PROVIDED INFORMATION

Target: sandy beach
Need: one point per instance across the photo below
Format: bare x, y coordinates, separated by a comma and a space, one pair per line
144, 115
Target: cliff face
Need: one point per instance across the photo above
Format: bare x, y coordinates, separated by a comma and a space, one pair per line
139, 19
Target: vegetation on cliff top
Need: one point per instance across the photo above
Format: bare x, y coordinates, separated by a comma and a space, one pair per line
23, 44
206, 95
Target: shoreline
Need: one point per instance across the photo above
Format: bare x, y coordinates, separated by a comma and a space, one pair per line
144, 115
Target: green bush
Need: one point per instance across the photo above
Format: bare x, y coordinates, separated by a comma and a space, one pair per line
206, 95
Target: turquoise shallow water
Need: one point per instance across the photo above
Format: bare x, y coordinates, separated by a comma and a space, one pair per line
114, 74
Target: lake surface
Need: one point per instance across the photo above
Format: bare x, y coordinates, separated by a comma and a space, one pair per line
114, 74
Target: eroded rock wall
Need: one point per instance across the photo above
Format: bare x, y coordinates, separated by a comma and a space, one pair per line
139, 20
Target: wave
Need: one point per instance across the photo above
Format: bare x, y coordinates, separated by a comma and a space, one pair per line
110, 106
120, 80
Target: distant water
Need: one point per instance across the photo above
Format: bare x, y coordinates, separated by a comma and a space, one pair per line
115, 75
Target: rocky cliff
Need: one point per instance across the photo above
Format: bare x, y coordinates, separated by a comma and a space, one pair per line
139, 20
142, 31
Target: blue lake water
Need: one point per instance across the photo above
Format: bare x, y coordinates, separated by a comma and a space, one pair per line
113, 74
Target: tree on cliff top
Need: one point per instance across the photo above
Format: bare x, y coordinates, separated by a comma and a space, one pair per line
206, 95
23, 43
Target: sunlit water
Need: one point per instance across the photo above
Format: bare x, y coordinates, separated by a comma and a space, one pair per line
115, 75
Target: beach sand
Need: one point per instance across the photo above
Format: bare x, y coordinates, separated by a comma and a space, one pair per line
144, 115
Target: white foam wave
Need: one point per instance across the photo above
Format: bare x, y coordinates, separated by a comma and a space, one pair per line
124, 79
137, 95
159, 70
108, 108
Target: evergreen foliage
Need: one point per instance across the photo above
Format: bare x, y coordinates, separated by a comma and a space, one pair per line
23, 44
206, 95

WHAT NEEDS TO BE DONE
Copy out every line of the entries above, reproducing each one word for word and in the same order.

EXERCISE ANSWER
Target: sandy beach
Need: one point per instance across the photo below
Format: bare x, y coordinates, separated by a comma and a space, one pair per line
144, 115
Target: cliff face
Need: one point per instance across the photo above
Format: bare x, y coordinates, separated by a comma and a space, one pair per line
139, 19
Target: vegetation on cliff top
Need: one point per instance across the photo above
Format: bare x, y coordinates, separated by a comma and a space, one pair per line
23, 44
206, 95
Target: shoreline
Need: one point per instance across the photo above
Format: bare x, y coordinates, separated by a comma and a space, one pair per line
144, 115
Target: green bush
Need: one point per instance across the photo above
Format: bare x, y coordinates, separated by a comma and a space, one pair per line
206, 95
Target: turquoise shallow water
Need: one point per instance across the photo above
Format: bare x, y coordinates, separated by a comma and a space, one pair per line
114, 74
Target: lake surface
Need: one point per instance across the photo above
Format: bare x, y coordinates, separated by a comma and a space, one pair per line
114, 74
Target: eroded rock wall
Need: one point per instance across the photo above
Format: bare x, y coordinates, separated by a comma and a space, one pair per line
139, 20
Target: wave
Need: one point per instance across the photo above
Format: bare x, y coordinates, separated by a comma and a space, one pair per line
110, 106
120, 80
Target: distant water
Need: one point per instance across the photo above
Format: bare x, y coordinates, separated by a comma and a space, one pair per line
115, 75
Target: rocky cliff
Need: one point per instance across the photo above
Format: bare x, y coordinates, separated by a comma and a space, one pair per line
139, 20
142, 31
Target: blue lake water
Need: one point per instance across the photo above
Format: bare x, y coordinates, separated by a comma and a space, one pair per line
113, 74
Target: tree on cliff top
Need: one point per instance across the photo above
Format: bare x, y coordinates, separated by a comma and a space, one pair per line
206, 95
23, 43
Target: sunlit water
Need: one point per instance across the photo above
Format: bare x, y coordinates, separated by a comma and a space, one pair per line
115, 75
Target: beach sand
Need: one point per instance across the photo above
Format: bare x, y coordinates, separated by a comma and a space, one pair per line
144, 115
Target: white foam wave
Need: one point per instance across the photo above
Format: bare x, y coordinates, separated by a comma and a space, one pair per line
124, 79
137, 95
159, 70
108, 108
Target: evergreen foliage
Need: one point per instance across the photo above
Format: bare x, y coordinates, separated by a comma and a space, one pair per line
23, 44
206, 95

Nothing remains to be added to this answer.